◆ **À faire**
D'après l'extrait sur la politique énergétique, pendant combien d'années encore Doel 4 et Tihange 3 doivent-elles rester ouvertes ?

◆ **Extrait choisi**
╔══
Il a été décidé que Doel 4 et Tihange 3 resteraient ouvertes pendant encore 10 ans, mais elles devraient rester ouvertes plus longtemps et il devrait y en avoir plus de deux. Maintenir les centrales nucléaires ouvertes sera moins coûteux que de construire je ne sais combien de nouvelles centrales à gaz pour maintenir la lumière allumée. La politique énergétique de notre pays est dictée par l’idéologie et n’est pas axée sur le public, ni sur notre prospérité, ni sur notre bien-être. Nous devons absolument, s’il vous plaît, dépolitiser la politique énergétique. C’est le cas aux Etats-Unis, par exemple, et en termes de politique énergétique, ils font beaucoup mieux. L’électrification est meilleure pour l’environnement et le climat. Nous devons absolument nous engager dans cette voie. Mais l’énergie, c’est plus que de l’électricité. L’énergie est le sang qui coule dans les veines de notre économie.

Vous écoute-t-on maintenant ?

Nous perdons la capacité à nous écouter les uns les autres, d’avoir un débat fondé sur des faits avec toutes les parties prenantes, avec les nuances nécessaires et en tenant compte de la complexité du monde, pour trouver des solutions. Je vois cela partout: dans les sciences, dans l’éducation… Je vois les discussions entre employeurs et employés. C’est nous contre eux. Chacun est convaincu de son bon droit. Si vous commencez par le “nous” et le “eux” et que vous dites que “dans le bon vieux temps, c’était mieux” ou si vous commencez à diffuser des faits alternatifs ou à effrayer les gens,… oui, vous n’arriverez à rien. Nous devons renforcer notre capacité à traiter les problèmes complexes. L’énergie, comme tant d’autres questions, est un sujet complexe.
╚══
◆ **Entrées de données**
╔══
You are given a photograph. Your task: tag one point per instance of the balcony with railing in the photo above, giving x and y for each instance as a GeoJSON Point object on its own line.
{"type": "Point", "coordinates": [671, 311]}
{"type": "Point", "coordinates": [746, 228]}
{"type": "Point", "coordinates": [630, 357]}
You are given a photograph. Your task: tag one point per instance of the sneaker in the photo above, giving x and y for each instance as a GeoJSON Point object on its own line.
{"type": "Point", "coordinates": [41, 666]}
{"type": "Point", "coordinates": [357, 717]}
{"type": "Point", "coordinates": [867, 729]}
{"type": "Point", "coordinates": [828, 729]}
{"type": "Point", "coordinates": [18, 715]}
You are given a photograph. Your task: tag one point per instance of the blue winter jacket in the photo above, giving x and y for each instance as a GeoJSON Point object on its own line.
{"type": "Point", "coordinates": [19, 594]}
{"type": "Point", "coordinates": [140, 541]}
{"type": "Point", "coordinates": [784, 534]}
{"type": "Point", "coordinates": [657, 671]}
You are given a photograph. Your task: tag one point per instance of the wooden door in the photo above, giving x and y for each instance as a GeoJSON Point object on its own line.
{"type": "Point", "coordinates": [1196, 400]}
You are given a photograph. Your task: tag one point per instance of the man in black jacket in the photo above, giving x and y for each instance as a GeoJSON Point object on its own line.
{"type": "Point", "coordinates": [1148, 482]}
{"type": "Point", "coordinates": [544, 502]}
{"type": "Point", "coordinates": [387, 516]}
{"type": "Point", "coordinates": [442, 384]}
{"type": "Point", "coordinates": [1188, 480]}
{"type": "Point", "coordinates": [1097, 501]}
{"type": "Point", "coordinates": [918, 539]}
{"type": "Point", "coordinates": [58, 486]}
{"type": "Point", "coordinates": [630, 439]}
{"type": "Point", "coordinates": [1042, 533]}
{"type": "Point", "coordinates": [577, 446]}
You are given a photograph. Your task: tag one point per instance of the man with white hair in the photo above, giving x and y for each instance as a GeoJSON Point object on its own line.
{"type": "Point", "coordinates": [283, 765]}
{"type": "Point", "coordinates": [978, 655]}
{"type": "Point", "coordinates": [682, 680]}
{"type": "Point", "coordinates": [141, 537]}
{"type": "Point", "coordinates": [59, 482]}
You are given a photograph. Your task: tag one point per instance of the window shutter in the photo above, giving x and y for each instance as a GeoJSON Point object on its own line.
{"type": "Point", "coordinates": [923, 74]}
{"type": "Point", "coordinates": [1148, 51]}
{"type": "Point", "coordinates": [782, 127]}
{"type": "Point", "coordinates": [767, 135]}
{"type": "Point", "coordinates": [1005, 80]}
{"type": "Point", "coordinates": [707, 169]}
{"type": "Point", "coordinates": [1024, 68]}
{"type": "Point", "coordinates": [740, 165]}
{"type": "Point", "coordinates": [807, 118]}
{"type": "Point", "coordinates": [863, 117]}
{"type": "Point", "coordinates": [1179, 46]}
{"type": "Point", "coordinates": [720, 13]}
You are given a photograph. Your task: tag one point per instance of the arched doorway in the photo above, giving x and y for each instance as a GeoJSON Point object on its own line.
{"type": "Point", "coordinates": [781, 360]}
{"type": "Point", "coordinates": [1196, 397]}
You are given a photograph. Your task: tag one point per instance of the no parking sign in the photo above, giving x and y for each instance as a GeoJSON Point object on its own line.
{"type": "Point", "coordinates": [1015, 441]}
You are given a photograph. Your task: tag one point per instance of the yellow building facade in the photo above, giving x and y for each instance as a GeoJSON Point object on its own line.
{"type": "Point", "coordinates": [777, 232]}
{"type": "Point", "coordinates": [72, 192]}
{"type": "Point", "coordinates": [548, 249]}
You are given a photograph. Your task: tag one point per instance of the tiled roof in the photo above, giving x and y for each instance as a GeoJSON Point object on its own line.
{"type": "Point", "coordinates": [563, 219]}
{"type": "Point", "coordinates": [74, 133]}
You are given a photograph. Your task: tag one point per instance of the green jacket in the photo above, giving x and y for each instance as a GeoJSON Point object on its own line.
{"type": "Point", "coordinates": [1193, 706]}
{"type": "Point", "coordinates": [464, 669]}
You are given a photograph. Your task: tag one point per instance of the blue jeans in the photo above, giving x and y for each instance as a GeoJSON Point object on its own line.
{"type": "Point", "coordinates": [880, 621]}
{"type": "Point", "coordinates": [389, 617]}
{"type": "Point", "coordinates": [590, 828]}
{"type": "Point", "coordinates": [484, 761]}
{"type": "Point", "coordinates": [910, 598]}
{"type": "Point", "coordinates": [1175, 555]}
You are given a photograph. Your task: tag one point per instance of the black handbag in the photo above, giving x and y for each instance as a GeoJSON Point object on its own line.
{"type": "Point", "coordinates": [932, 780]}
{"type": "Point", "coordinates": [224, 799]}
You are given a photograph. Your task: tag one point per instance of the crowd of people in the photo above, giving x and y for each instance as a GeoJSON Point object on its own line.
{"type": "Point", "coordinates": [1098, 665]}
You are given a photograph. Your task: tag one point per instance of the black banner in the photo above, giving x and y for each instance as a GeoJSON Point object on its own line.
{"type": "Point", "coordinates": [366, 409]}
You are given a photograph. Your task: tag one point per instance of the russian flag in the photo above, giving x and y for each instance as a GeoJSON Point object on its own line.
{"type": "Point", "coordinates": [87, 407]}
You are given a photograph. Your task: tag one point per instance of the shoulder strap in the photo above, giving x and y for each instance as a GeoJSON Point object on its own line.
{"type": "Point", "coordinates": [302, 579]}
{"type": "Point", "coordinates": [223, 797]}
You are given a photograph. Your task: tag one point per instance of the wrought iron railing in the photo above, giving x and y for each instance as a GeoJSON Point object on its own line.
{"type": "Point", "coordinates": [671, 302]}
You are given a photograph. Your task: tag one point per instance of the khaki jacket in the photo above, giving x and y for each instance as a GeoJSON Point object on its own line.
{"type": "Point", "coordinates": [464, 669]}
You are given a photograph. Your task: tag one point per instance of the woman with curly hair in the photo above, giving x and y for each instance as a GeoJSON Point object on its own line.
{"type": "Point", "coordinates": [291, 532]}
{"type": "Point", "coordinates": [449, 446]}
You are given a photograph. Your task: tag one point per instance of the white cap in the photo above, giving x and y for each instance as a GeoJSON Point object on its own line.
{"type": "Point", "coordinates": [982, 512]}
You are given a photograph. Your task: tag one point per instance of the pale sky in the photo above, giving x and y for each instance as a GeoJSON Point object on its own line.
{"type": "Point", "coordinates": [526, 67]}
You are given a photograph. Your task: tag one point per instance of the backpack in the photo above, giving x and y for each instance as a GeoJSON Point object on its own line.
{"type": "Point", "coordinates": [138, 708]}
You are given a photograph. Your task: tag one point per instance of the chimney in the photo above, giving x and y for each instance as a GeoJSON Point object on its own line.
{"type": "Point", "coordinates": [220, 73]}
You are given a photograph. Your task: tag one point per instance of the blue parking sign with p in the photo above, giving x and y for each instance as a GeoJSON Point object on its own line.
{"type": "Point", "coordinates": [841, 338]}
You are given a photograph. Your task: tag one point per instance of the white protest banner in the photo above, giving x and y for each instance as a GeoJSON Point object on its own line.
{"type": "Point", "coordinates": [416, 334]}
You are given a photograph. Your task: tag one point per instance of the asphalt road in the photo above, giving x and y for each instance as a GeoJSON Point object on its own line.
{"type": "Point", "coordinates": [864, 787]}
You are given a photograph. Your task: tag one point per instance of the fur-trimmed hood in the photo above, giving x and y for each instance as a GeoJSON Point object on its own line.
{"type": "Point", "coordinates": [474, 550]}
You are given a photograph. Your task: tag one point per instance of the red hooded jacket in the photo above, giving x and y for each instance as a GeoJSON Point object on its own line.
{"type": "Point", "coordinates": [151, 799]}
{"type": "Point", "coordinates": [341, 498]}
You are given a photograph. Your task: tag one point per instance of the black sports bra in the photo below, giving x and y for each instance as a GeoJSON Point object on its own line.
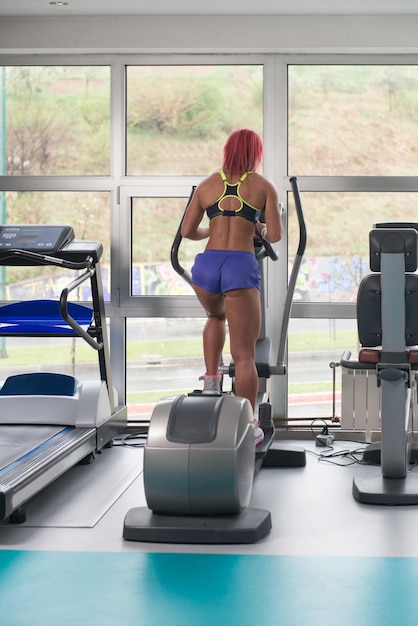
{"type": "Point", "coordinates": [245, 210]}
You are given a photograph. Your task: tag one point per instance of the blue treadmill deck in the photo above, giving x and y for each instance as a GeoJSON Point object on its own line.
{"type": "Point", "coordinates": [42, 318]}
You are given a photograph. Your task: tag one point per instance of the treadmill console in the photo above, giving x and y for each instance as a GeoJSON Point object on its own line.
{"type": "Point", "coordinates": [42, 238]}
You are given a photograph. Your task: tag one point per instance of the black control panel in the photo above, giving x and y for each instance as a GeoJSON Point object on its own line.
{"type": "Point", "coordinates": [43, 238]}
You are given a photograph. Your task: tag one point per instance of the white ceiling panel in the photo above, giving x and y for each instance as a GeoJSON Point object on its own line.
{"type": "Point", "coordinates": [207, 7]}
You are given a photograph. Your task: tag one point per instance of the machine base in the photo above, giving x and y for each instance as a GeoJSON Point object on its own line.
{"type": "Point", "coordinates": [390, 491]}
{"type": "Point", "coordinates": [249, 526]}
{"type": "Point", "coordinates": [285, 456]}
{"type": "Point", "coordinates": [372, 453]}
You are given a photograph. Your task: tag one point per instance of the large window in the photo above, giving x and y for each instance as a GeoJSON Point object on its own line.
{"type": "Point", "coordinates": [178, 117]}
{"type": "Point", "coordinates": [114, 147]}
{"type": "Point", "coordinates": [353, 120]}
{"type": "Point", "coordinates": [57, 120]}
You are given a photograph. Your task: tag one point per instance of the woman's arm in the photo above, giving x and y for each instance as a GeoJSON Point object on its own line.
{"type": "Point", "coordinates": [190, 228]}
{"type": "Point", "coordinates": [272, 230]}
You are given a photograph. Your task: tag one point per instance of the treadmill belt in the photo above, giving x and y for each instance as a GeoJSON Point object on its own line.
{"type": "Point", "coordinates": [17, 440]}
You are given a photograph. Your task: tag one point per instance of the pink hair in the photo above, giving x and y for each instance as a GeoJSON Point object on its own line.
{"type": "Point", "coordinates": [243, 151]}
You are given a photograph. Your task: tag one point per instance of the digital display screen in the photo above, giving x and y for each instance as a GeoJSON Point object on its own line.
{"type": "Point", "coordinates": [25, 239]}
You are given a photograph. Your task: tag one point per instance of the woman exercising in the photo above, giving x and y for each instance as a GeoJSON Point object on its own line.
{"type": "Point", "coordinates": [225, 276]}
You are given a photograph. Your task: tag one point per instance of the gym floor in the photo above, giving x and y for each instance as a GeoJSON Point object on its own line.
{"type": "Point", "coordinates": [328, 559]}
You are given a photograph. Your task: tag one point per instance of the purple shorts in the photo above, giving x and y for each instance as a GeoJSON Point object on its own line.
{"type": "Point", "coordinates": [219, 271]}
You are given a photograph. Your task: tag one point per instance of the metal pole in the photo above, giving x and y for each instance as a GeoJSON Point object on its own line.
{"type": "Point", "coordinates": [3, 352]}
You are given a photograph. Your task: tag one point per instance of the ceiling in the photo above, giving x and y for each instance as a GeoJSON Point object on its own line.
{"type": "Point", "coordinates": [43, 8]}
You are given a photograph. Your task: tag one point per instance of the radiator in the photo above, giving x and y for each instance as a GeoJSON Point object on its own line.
╚══
◆ **Solution**
Pendant encore 10 ans.